WHAT IS BEING ASKED:
Copy out, word for word, the part of the rows below that begins with the line containing "Locate the concrete" and ends with the line containing "<point>48,61</point>". Include both of those lines and nothing else.

DATA TO PROCESS:
+ + + + + + +

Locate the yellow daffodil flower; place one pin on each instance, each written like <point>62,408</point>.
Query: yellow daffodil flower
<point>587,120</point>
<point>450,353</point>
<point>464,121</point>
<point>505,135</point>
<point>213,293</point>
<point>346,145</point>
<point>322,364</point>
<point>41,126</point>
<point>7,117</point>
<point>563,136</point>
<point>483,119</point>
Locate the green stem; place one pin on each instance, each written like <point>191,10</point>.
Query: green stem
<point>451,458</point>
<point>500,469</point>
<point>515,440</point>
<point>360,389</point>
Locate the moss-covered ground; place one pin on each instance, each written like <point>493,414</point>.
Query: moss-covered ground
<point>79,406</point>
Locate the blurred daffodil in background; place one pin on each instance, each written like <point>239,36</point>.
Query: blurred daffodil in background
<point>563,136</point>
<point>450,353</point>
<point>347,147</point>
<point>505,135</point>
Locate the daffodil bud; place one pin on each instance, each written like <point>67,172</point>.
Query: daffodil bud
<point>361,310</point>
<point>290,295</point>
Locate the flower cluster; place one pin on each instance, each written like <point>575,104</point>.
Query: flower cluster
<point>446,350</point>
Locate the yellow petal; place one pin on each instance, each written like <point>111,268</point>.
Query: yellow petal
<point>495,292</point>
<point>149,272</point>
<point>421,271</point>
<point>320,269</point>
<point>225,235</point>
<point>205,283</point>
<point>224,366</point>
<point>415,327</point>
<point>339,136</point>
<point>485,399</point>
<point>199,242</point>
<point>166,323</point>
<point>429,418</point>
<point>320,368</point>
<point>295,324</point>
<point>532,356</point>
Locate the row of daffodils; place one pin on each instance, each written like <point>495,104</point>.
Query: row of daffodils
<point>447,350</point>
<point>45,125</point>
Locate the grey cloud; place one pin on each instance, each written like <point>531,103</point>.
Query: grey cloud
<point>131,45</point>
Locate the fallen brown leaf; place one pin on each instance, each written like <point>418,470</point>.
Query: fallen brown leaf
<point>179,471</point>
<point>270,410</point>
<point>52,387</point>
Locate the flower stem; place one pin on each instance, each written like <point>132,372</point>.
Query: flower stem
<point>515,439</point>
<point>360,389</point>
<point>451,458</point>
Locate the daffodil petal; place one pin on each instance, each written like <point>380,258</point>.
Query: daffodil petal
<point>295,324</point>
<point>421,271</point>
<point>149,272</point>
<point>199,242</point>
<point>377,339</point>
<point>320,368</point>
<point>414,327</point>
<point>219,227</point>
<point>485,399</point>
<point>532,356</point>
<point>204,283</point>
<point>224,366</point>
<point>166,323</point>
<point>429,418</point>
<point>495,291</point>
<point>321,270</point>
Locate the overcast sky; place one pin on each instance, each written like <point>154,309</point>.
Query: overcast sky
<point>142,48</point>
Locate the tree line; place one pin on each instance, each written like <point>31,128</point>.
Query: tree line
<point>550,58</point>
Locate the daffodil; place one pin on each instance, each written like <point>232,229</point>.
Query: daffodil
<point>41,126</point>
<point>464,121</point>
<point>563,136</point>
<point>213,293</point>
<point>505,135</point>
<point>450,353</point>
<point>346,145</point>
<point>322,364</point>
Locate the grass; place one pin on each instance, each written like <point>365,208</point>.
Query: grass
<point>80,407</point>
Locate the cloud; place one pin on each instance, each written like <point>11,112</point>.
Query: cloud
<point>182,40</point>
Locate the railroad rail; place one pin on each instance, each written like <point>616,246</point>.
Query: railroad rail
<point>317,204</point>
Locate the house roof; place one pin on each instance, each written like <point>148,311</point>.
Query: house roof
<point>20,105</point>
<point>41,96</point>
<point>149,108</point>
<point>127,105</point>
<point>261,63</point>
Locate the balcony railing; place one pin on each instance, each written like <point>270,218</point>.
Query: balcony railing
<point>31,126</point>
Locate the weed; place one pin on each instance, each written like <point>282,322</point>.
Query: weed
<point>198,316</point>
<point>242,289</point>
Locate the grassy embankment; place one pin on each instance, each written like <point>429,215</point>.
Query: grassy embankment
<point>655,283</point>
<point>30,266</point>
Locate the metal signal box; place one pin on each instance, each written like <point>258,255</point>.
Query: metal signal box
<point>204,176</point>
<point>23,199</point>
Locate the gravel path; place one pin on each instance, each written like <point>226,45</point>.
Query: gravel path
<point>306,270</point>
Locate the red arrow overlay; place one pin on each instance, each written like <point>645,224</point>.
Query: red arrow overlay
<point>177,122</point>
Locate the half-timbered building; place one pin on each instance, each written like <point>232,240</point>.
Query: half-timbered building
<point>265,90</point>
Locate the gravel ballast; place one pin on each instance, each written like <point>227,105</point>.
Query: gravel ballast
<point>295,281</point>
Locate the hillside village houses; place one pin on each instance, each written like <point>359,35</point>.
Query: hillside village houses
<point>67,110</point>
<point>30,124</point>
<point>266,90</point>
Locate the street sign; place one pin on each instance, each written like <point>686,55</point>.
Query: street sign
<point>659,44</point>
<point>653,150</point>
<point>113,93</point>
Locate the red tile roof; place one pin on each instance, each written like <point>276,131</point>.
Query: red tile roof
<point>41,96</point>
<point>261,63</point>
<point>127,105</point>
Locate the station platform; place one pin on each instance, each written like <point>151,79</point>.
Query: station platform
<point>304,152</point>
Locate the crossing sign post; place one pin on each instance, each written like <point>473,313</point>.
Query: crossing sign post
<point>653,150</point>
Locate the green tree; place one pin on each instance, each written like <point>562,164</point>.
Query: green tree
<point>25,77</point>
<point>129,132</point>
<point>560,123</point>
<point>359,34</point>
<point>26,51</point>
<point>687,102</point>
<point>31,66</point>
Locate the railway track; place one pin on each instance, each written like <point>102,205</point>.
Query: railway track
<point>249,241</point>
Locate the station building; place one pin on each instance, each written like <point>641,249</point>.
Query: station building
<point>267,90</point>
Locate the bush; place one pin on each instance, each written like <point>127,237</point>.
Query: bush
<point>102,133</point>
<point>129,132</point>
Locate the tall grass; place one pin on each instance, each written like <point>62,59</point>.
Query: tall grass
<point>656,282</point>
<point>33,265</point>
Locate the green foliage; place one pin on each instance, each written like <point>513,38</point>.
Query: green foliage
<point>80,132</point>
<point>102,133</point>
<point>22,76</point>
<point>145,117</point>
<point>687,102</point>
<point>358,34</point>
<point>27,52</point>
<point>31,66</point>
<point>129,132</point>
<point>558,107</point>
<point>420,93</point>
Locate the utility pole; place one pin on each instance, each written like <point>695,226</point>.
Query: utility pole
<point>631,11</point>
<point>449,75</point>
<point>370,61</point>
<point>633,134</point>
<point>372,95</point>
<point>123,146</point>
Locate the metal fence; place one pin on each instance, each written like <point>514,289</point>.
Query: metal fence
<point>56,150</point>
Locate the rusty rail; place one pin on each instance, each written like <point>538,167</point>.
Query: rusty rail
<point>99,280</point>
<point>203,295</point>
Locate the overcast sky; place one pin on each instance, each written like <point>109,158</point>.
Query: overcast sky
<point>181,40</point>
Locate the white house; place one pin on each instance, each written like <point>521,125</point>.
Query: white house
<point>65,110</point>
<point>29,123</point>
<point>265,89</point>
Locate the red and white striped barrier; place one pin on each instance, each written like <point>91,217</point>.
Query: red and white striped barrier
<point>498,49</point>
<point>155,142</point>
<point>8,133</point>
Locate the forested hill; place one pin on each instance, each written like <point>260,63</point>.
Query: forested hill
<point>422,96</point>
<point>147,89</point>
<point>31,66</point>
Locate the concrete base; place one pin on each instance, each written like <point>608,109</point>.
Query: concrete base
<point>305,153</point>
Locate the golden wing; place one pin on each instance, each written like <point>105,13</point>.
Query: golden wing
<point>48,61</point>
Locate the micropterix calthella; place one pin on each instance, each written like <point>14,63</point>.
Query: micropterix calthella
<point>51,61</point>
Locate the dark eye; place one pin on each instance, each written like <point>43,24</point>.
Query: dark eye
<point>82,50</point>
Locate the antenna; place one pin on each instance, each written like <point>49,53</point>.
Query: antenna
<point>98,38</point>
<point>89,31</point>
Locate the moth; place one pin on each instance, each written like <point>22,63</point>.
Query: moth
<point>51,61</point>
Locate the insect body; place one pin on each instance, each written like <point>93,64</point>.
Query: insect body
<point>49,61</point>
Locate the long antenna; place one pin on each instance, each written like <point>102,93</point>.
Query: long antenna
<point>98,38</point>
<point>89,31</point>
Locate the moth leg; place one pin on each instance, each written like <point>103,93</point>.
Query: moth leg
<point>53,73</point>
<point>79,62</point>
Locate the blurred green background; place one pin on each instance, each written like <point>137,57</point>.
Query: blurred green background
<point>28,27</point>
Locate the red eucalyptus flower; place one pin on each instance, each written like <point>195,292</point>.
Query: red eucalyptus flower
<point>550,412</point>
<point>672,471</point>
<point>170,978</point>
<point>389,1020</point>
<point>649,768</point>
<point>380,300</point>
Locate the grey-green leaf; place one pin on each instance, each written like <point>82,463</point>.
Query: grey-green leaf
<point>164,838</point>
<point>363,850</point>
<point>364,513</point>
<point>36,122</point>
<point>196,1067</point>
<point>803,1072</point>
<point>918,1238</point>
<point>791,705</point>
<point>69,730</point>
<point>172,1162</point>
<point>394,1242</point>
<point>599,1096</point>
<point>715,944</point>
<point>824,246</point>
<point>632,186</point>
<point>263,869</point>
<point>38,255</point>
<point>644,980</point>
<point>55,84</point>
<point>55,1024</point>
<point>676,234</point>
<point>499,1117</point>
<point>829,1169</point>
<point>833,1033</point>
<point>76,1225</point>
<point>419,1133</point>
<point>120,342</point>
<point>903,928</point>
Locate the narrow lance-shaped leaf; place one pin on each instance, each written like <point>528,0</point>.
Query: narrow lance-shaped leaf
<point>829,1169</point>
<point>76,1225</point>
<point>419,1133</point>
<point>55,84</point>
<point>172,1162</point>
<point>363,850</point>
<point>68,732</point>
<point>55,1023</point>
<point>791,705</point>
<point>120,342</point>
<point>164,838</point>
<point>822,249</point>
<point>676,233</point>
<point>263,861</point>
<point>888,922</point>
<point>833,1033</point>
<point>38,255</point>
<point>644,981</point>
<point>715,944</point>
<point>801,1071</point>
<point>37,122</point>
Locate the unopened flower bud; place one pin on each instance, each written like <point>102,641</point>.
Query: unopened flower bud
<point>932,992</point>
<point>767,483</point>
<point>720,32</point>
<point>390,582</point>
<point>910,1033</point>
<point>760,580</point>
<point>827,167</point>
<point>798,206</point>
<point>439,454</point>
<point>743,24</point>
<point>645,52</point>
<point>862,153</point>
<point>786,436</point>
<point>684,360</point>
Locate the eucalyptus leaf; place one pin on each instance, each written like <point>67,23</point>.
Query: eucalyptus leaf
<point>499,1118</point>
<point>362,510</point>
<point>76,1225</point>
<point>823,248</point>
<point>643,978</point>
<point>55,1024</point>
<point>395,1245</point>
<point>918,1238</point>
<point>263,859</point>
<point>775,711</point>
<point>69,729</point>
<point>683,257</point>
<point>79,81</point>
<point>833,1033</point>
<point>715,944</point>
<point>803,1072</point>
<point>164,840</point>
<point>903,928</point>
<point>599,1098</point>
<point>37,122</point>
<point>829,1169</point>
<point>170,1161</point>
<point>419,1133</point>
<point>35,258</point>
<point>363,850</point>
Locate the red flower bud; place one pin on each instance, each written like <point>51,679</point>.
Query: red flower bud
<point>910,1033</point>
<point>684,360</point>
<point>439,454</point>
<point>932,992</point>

+ + + + + + +

ANSWER TO THIS EXERCISE:
Locate the concrete base; place one pin on each instance, each written like <point>608,109</point>.
Query: concrete base
<point>305,153</point>
Locate the golden wing; place one pin on each instance, each written like <point>105,13</point>.
Query: golden wing
<point>48,61</point>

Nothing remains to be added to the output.